| Exercise goal |
Nothing but the images is to be left out of your exact copy of the entries.

Supplied data Block Start

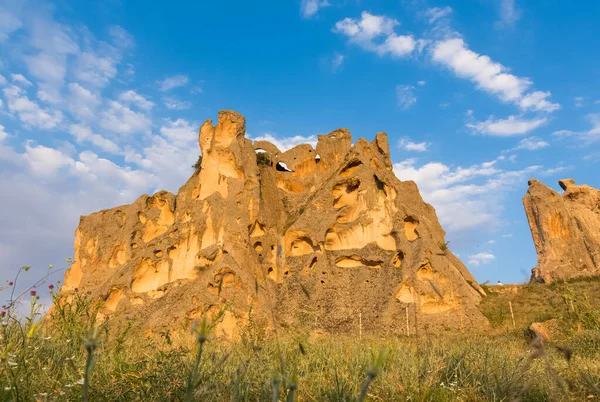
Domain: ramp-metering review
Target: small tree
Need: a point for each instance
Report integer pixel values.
(198, 164)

Supplied data Block End

| Response for this exercise |
Domain: ramp-metering review
Target: small tree
Need: a point for each instance
Report integer pixel values.
(198, 164)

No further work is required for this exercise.